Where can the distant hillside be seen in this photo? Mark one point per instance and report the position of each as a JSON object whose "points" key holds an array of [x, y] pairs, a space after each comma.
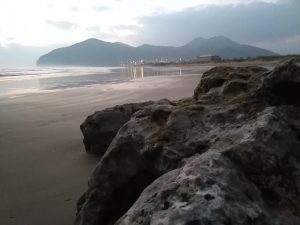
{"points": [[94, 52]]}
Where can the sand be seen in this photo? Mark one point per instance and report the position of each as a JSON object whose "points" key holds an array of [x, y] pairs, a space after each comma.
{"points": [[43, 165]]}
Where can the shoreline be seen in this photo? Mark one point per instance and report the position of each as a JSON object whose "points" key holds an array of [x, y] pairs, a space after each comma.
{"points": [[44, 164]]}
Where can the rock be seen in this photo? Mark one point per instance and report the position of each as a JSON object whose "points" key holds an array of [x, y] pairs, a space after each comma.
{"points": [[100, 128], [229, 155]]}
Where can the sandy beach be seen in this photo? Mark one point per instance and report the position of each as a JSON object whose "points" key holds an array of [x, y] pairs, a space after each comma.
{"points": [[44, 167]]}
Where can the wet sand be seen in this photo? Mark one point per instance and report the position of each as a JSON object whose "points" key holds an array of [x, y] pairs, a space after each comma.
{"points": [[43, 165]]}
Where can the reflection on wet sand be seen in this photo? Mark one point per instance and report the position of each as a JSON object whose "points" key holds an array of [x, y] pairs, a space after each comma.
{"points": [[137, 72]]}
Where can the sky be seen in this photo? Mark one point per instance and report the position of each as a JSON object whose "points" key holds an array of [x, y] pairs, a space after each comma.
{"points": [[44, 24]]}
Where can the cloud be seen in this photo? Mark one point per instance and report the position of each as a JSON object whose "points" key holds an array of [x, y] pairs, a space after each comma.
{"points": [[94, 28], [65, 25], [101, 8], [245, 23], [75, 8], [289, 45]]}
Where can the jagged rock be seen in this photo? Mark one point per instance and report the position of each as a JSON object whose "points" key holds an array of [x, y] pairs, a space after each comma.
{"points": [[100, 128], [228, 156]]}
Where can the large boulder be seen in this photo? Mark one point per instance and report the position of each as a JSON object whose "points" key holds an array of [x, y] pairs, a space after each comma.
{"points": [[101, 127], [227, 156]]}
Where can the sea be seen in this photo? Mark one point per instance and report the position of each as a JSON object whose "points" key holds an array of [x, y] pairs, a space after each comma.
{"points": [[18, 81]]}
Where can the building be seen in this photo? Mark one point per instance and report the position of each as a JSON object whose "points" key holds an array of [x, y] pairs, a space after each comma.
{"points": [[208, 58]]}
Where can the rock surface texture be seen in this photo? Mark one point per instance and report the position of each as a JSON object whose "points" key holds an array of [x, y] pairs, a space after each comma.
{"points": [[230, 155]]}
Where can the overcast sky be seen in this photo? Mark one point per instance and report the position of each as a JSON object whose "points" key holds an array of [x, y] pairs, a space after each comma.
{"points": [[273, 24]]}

::::::

Exercise goal:
Write out again the part of the entries that opens with the line containing "Where can the building" and closes with the end of the entries, keeping every request and adding -127 to each point coordinate in the answers.

Answer:
Where can the building be seen in this photo? Mark one point per instance and report the position of each as a JSON object whose "points" key holds an array of [x, y] pairs, a space after each comma.
{"points": [[81, -69]]}
Where can the rock surface texture be seen in this photo? Mark one point per instance and report the position of each as a JSON object whose "points" key holds an array of [x, y] pairs, a space after each comma.
{"points": [[103, 28]]}
Where can the overcast sky be seen in this photo? Mark one point per instance and report the position of each as a JSON object whose "points" key holds an array of [x, y] pairs, a space after each comma.
{"points": [[146, -103]]}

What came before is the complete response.